## Goal A:
Show each line of the rows below that contains the string "floor", matching case exactly.
[Start Page extract]
Daw Aung Sun Suu Kyi: Myanmar’s Saviour?

Myanmar’s future is at the crossroads: peaceful transition to democratic governance or autocratic rule of the military oligarchy. Suu Kyi holds the answer.

Aung Sun Suu Kyi
Photo of Aung Sun Suu Kyi courtesy:

(PENANG,Malaysia) - Undeniably the most talked about figure in contemporary Southeast Asia, Daw Aung Sun Suu Kyi, the Nobel Peace laureate continued her steadfast non-violent opposition to the military junta government of Myanmar (the former Burma).

Recent developments in Myanmar of the repressive clamp down by the military authorities of demonstrators led by saffron-robed Buddhist monks and massive arrests throughout the country turned the focus on this slim, mild mannered and soft spoken lady of steel.

Myanmar’s future is at the crossroads: peaceful transition to democratic governance or autocratic rule of the military oligarchy. Suu Kyi holds the answer.

Suu Kyi's father, Aung San, as a
young officer. Courtesy:

Her pedigreed name after her father, the martyred acclaimed national hero of then Burma, Aung Sun (1915-47), made Suu Kyi a revered figure upon her return to her motherland in 1988 following many years abroad. Born on June 19th 1945, Suu Kyi left her beloved homeland whilst in her teens to accompany her mother who was then Burma’s ambassador to India. She left New Delhi for England where she studied at Oxford University.

After her studies she spent a working sojourn at the United Nations in New York. In 1972 she married the Oxford scholar Michael Aris and was blessed with two sons. Four years prior to her return to Myanmar, she published a biography of her father simply titled Aung San (University of Queensland Press, 1984).

Strongman General Ne Win (1911-2002), who seized power in 1962 from civilian Prime Minister U Nu (1907-95), established a military-dominated regime that sought to develop the country through Burmese-style socialism.

More than a quarter of a century later it was apparent that the general had failed in his socialist revolution when the country was plunged into economic disaster and social disorder. Street demonstrations and strikes broke out in 1988 that finally forced General Ne Win to step down. A string of generals assumed power and dutifully suppressed all opposition and dissent from the populace.
[End Page extract]
[Start Record list]
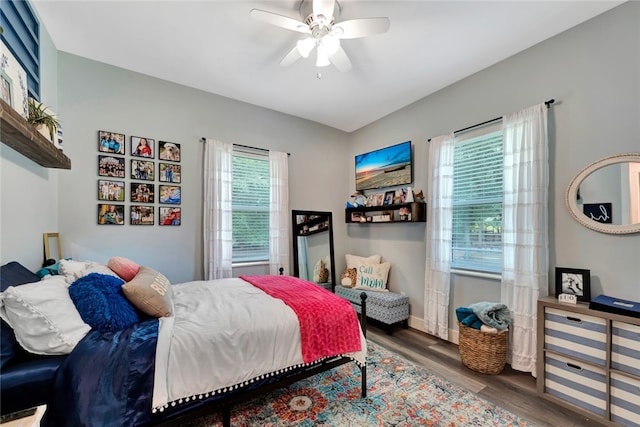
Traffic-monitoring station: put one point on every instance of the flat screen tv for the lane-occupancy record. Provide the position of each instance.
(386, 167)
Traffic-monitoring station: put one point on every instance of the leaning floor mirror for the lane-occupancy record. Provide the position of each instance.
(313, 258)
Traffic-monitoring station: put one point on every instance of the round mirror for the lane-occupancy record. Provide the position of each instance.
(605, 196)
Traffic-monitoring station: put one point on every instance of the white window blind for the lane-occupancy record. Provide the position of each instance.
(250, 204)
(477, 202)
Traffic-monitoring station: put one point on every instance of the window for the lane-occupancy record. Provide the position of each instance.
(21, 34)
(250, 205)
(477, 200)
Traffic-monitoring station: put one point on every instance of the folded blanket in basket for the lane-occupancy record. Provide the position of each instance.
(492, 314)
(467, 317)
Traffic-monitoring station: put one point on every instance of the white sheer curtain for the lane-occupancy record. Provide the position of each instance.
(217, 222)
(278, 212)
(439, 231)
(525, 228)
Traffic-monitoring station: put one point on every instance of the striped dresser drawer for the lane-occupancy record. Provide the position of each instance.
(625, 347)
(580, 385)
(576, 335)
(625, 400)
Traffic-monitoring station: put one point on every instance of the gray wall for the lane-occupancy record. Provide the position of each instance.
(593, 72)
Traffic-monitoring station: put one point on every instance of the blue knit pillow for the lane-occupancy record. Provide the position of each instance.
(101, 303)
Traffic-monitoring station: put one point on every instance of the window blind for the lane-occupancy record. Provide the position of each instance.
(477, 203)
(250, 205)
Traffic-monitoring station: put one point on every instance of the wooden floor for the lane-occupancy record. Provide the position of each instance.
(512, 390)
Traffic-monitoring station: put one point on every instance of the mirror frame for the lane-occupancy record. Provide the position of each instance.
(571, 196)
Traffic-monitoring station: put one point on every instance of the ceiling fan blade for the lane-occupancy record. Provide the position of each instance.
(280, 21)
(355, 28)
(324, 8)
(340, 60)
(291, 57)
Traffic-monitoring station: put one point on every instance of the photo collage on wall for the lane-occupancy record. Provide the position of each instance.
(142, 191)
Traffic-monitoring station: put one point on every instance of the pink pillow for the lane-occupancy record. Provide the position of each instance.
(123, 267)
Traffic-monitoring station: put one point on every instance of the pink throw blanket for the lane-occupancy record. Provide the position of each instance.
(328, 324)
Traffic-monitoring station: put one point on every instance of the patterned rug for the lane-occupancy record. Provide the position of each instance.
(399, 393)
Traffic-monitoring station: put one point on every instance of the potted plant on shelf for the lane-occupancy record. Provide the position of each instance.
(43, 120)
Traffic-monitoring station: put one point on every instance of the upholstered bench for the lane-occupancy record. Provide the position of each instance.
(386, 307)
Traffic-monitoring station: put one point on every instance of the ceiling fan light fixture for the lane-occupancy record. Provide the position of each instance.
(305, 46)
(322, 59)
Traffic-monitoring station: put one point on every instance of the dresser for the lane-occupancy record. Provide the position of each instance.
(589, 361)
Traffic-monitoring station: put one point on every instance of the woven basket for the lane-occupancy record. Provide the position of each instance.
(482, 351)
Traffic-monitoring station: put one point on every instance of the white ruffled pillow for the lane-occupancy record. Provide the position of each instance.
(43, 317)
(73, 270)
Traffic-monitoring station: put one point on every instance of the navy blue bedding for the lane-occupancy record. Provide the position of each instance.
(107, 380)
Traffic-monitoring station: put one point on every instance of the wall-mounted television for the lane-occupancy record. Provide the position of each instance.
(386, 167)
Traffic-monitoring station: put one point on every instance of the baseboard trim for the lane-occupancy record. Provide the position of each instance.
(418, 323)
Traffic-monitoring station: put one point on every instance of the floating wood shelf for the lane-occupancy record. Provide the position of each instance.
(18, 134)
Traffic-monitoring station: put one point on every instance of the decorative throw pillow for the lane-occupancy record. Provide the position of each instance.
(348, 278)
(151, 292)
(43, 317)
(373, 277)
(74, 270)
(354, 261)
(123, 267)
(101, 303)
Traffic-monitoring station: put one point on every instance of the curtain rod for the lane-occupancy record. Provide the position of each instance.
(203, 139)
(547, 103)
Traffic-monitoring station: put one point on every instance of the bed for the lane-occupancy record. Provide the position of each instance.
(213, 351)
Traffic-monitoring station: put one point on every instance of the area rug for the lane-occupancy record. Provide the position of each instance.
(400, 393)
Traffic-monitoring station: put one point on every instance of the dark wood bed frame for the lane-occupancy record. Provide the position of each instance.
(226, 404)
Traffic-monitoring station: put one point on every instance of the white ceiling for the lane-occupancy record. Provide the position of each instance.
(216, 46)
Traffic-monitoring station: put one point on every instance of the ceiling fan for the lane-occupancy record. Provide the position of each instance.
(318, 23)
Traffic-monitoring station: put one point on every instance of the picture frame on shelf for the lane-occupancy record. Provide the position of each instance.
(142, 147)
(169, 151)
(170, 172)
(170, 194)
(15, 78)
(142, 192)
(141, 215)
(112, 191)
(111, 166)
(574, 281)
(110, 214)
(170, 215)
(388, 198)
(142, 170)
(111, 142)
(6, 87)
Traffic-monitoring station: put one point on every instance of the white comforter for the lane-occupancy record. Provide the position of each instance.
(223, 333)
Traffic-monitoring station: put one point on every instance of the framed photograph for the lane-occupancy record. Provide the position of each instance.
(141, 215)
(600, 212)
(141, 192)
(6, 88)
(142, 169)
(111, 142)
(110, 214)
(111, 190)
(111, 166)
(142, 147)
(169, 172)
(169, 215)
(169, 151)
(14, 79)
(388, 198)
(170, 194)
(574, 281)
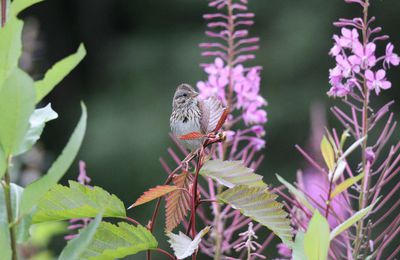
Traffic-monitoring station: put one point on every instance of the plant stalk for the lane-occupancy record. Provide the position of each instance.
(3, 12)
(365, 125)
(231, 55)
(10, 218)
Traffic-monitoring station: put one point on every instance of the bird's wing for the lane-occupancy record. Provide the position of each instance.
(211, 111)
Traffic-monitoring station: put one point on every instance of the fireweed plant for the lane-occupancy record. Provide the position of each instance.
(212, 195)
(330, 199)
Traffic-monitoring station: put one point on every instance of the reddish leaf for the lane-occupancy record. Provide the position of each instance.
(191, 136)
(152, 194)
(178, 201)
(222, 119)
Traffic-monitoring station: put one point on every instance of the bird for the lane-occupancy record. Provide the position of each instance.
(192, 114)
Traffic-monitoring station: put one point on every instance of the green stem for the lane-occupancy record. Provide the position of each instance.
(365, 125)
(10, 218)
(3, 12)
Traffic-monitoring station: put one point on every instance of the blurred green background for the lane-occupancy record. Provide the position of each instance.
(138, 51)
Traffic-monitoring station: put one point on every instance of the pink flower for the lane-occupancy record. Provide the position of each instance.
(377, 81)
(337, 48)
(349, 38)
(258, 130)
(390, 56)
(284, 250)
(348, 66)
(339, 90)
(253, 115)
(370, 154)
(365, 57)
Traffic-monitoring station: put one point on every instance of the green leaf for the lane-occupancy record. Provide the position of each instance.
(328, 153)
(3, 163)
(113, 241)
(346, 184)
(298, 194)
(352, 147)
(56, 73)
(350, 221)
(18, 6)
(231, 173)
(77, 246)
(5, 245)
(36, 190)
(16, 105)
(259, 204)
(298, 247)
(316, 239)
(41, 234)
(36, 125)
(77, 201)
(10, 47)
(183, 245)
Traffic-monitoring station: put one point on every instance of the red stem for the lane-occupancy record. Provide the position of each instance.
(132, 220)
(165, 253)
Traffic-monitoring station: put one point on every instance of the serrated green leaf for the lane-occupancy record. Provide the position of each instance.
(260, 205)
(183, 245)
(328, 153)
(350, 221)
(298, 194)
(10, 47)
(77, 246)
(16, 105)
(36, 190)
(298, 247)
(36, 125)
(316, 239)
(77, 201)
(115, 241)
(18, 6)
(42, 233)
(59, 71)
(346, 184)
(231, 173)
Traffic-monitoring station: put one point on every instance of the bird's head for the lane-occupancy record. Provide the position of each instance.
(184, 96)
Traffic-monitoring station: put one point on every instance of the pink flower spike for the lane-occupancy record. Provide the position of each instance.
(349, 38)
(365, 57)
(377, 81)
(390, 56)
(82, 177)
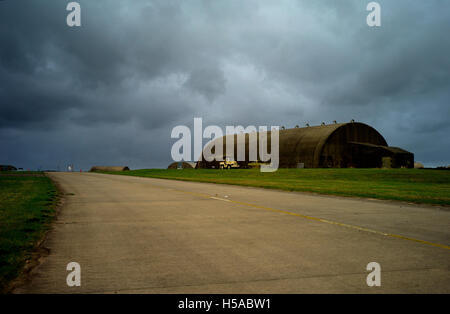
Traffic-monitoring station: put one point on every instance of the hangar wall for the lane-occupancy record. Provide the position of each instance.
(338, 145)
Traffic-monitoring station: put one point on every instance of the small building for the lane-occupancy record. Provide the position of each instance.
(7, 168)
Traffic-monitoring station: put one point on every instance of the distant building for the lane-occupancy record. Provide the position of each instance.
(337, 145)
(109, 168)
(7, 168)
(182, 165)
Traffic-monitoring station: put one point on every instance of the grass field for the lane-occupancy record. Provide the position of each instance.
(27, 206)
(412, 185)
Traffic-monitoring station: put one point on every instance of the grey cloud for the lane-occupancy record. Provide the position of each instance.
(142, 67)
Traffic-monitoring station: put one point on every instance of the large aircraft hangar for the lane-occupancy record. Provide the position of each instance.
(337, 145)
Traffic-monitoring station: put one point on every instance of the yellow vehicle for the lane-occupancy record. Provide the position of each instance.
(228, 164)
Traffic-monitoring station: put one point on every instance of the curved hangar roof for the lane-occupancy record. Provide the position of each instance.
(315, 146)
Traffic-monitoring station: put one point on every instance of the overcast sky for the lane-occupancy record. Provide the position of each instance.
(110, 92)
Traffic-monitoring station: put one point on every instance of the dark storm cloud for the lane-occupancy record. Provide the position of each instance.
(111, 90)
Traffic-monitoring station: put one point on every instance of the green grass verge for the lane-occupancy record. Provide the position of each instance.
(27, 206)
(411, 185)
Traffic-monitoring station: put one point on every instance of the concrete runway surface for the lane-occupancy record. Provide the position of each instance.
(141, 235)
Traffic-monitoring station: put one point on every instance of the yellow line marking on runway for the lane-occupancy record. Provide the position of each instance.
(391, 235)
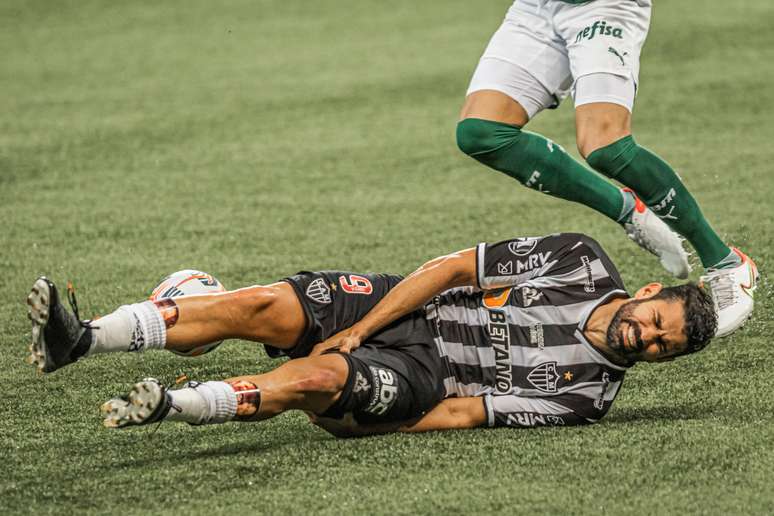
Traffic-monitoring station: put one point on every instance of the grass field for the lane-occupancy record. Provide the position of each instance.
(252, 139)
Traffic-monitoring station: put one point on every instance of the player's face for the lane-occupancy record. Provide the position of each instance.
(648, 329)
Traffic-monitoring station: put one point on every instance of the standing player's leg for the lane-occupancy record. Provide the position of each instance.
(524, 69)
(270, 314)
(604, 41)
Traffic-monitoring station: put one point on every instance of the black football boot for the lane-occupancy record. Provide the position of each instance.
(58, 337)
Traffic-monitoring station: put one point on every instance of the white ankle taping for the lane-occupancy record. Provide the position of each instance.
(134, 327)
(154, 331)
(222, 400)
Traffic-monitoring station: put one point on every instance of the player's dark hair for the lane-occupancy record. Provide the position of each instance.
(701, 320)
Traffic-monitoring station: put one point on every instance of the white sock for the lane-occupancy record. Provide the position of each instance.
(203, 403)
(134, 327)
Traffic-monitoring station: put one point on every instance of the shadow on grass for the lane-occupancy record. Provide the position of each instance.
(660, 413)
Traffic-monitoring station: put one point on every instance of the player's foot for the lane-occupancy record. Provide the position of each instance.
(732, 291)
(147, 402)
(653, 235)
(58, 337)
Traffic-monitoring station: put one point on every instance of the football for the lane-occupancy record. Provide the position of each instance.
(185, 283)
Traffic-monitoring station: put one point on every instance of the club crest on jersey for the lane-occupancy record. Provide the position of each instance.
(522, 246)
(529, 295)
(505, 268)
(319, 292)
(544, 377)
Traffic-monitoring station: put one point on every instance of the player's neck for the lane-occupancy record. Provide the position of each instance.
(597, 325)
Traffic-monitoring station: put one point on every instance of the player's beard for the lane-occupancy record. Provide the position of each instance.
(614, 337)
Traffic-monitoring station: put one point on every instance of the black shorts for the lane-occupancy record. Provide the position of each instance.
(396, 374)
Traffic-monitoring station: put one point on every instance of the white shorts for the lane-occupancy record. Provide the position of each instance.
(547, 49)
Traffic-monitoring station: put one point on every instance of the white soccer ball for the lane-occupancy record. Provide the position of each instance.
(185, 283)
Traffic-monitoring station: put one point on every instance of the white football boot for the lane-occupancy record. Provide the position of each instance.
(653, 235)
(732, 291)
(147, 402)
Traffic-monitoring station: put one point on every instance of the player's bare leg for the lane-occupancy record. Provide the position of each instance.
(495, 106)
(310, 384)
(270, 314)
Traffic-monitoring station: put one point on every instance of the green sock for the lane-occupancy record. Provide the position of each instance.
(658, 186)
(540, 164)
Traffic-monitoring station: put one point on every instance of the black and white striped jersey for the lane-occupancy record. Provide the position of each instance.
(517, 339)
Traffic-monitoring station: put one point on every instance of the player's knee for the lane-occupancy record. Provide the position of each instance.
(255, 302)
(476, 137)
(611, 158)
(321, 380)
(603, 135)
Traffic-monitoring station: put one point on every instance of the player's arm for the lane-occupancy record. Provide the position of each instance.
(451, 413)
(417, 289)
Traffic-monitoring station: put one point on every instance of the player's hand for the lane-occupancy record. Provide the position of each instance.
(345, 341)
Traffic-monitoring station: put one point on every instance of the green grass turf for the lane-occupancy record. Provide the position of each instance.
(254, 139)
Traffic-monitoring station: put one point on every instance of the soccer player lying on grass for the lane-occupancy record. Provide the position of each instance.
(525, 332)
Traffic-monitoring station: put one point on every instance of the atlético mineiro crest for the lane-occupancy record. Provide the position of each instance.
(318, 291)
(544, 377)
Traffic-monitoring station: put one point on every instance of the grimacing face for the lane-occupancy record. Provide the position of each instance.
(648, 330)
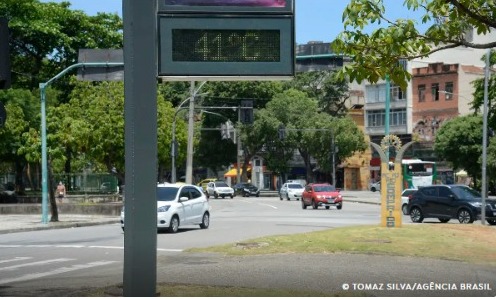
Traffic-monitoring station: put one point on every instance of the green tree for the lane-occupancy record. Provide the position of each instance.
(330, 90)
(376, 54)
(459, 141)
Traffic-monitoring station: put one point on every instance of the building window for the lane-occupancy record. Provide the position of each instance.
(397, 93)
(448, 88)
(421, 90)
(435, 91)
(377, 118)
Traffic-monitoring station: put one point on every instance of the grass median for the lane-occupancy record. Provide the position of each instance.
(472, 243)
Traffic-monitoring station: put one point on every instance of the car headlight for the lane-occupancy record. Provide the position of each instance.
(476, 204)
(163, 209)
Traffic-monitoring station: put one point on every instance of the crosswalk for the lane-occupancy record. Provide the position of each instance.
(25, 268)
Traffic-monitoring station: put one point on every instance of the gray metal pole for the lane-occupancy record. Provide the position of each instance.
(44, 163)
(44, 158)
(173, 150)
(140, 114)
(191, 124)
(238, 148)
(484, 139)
[End Record list]
## Goal B:
Quote the Suu Kyi article above, everything from "More than a" down to "from the populace.".

## Task solution A:
Traffic-monitoring station: put one point on every instance of the leaning floor mirror for the lane-occupancy record. Provide the position of each instance.
Traffic-monitoring station: put one point on every instance of the wooden floor for the lane-occupancy record. Provide the position of each instance.

## Task solution B:
More than a quarter of a century later it was apparent that the general had failed in his socialist revolution when the country was plunged into economic disaster and social disorder. Street demonstrations and strikes broke out in 1988 that finally forced General Ne Win to step down. A string of generals assumed power and dutifully suppressed all opposition and dissent from the populace.